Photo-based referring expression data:
★ ★ ★
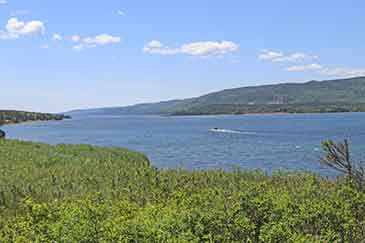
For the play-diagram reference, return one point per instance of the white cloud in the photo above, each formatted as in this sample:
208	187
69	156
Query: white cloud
300	68
7	36
75	38
204	48
270	55
343	72
20	12
57	37
18	28
90	42
103	39
275	56
156	47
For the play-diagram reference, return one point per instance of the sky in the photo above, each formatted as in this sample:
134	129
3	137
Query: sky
57	56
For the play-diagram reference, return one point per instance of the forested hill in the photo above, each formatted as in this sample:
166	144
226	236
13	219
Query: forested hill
339	95
9	116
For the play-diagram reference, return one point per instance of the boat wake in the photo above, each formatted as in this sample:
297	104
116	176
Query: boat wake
220	130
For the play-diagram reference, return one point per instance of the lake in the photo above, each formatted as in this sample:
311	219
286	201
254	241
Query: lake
268	142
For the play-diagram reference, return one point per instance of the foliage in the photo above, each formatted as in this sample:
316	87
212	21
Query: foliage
81	193
338	157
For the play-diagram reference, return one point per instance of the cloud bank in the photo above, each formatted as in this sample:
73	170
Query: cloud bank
203	48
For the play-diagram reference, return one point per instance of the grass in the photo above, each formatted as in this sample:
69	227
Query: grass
82	193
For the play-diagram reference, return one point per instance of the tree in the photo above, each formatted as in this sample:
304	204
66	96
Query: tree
338	157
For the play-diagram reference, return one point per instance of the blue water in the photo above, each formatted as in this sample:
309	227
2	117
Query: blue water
267	142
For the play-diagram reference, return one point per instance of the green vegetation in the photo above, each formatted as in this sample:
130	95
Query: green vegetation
81	193
342	95
9	117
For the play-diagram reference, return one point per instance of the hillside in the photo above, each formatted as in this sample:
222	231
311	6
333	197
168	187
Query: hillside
339	95
10	116
82	193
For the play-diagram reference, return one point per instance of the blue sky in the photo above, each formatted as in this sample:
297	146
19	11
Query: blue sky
62	55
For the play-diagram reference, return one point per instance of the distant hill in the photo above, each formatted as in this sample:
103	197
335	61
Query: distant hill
339	95
11	116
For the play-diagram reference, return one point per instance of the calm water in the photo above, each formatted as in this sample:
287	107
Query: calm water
268	142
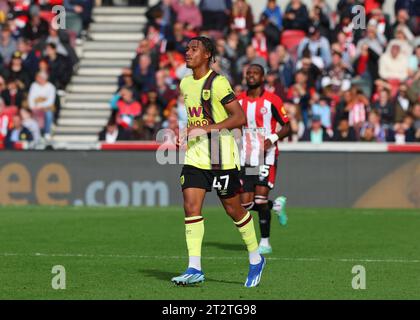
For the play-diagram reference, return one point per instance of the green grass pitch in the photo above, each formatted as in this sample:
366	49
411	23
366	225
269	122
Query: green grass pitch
132	253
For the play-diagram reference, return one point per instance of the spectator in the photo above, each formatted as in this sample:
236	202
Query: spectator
366	64
296	16
402	17
166	88
31	124
223	60
273	12
339	74
41	101
385	108
414	62
274	85
259	42
402	103
36	28
375	41
306	65
7	45
148	126
17	72
357	109
344	133
126	80
5	121
215	14
13	96
316	133
79	12
367	133
345	47
113	133
125	107
374	121
30	58
188	14
320	21
317	45
144	74
234	48
18	133
251	57
271	33
322	109
416	120
286	66
59	66
241	18
161	17
179	38
393	65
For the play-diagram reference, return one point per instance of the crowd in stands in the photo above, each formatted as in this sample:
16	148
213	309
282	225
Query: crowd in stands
37	61
339	81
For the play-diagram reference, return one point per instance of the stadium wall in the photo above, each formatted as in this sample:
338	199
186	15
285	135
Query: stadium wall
133	178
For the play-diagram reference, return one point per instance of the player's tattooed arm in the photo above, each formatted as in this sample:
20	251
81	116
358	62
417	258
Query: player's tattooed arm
284	132
235	120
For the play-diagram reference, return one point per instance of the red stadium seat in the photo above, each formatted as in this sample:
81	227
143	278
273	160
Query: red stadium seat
291	39
47	15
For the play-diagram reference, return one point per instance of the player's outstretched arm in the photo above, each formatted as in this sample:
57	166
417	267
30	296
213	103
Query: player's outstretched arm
235	120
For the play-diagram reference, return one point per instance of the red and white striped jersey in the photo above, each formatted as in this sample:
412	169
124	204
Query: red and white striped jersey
264	115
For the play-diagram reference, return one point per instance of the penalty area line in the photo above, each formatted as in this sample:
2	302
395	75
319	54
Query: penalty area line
119	256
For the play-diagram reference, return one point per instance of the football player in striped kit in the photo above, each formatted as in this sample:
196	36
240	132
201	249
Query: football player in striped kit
267	122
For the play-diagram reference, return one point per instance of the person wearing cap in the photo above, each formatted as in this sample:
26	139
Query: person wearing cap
41	100
36	28
316	133
296	16
7	44
393	64
17	72
19	133
318	46
273	13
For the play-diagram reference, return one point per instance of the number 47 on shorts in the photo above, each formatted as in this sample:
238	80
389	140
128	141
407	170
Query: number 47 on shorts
217	182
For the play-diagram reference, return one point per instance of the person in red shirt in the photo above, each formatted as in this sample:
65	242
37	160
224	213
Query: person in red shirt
265	114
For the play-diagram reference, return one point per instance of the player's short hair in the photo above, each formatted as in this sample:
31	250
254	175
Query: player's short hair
259	67
209	46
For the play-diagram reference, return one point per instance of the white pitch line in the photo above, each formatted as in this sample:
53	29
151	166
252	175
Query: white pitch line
118	256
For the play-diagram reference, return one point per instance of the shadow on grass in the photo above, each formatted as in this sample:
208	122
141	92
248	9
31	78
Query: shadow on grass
167	276
225	246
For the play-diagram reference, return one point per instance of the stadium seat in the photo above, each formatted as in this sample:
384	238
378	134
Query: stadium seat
395	85
47	15
291	39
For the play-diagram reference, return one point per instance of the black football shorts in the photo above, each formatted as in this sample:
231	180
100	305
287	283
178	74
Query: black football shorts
225	182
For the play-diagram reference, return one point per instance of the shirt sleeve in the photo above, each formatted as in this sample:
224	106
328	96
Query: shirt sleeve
223	91
279	112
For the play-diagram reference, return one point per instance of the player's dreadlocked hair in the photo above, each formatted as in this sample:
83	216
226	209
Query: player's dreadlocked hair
259	67
209	46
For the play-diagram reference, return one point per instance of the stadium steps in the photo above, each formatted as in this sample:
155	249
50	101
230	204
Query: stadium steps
114	37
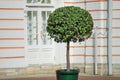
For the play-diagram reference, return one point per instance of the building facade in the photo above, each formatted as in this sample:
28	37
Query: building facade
24	40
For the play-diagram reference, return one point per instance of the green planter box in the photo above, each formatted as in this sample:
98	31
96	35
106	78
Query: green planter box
67	75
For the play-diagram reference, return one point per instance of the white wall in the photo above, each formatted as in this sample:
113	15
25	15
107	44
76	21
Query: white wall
12	34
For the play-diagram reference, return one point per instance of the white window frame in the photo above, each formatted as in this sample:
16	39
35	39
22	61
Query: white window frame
35	53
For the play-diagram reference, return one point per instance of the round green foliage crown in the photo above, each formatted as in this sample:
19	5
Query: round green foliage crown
70	24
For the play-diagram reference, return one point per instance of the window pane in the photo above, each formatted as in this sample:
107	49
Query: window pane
32	27
46	40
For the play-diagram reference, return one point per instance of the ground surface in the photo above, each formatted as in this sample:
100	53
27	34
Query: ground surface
54	78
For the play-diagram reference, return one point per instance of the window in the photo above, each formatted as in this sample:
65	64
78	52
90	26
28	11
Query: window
37	16
32	26
45	39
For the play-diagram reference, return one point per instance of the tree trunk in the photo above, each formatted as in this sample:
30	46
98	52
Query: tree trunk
67	56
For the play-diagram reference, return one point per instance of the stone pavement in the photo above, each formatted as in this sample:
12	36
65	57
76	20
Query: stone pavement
54	78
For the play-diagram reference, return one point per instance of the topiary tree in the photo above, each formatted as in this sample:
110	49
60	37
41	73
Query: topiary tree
69	23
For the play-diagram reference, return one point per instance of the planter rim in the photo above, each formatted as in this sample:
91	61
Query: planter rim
65	71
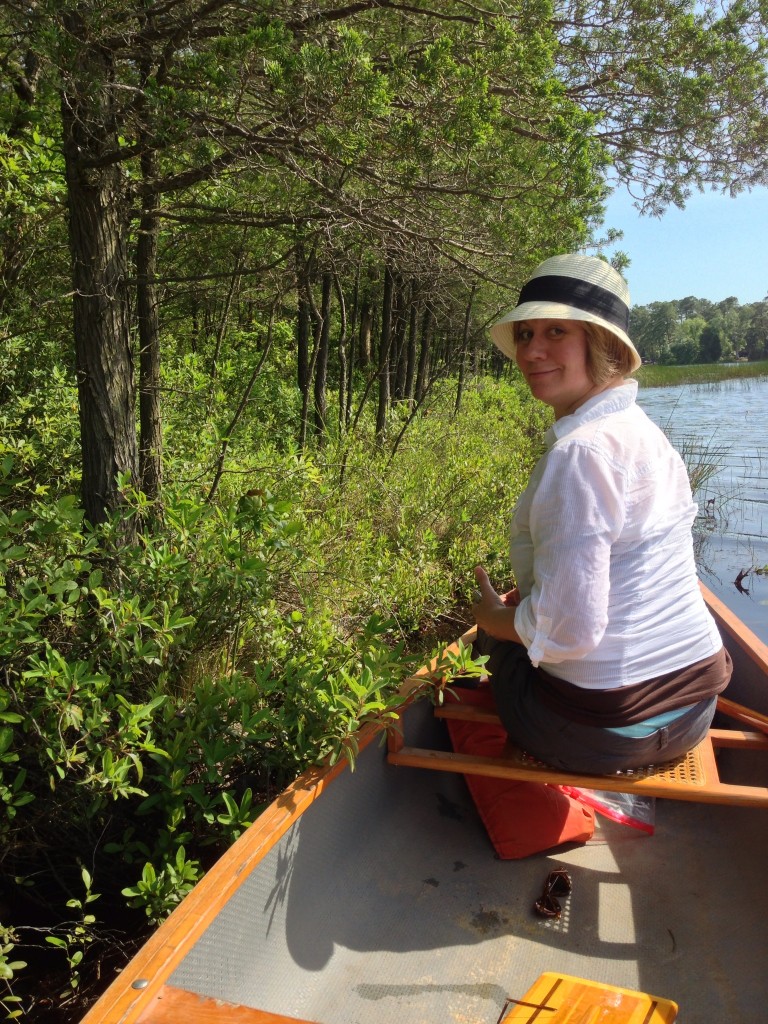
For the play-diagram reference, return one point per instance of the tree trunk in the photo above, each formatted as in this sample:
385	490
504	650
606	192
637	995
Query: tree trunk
321	368
385	344
411	345
302	323
464	351
97	212
342	350
151	422
426	340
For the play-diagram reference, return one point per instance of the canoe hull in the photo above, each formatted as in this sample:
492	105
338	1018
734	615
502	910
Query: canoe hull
375	896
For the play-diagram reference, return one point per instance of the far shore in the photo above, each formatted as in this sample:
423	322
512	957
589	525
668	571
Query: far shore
653	375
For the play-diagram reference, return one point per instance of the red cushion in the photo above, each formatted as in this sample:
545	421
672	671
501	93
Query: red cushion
520	817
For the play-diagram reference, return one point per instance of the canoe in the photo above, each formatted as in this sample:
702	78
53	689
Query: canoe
373	896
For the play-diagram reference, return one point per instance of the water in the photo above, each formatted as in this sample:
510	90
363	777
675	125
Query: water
726	423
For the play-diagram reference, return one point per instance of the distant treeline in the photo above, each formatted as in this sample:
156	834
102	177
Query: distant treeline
691	330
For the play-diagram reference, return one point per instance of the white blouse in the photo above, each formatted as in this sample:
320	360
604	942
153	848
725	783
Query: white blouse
602	552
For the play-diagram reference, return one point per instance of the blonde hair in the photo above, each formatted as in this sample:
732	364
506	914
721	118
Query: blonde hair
607	356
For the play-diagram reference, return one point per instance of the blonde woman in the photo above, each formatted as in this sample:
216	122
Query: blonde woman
605	656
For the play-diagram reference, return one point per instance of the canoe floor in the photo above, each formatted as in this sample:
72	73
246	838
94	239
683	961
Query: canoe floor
384	902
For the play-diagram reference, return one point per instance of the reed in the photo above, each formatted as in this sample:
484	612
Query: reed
707	373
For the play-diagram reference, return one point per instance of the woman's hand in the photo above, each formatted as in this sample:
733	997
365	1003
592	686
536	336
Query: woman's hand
495	612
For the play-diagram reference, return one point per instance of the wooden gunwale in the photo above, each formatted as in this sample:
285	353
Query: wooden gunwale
155	1001
164	950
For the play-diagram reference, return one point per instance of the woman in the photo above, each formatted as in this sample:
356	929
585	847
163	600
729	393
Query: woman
605	656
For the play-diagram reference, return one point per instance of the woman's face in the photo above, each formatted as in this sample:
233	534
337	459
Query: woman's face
552	356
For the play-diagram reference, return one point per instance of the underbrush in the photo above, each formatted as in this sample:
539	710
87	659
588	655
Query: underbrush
157	694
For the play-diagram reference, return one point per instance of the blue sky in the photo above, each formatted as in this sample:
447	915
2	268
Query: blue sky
715	248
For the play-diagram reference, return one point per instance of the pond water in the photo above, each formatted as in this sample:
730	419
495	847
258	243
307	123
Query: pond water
725	426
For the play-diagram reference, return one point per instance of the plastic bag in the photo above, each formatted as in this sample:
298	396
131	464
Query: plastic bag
626	808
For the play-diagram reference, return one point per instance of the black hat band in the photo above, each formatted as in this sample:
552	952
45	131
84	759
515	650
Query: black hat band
580	294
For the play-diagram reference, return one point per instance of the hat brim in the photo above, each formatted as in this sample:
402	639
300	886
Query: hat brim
502	331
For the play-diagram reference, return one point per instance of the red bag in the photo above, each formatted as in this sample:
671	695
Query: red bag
520	818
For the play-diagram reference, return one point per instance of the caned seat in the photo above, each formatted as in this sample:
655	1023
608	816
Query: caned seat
694	777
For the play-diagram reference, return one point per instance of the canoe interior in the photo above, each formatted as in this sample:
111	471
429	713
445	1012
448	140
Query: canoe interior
★ ★ ★
→ WORK REQUIRED
Show every line of the data that includes the string "interior".

→ ANSWER FOR THIS EXERCISE
For the play-diagram reference, return one point per instance of the canoe interior in the photo above, each formatted as in this sample:
Query: canoe interior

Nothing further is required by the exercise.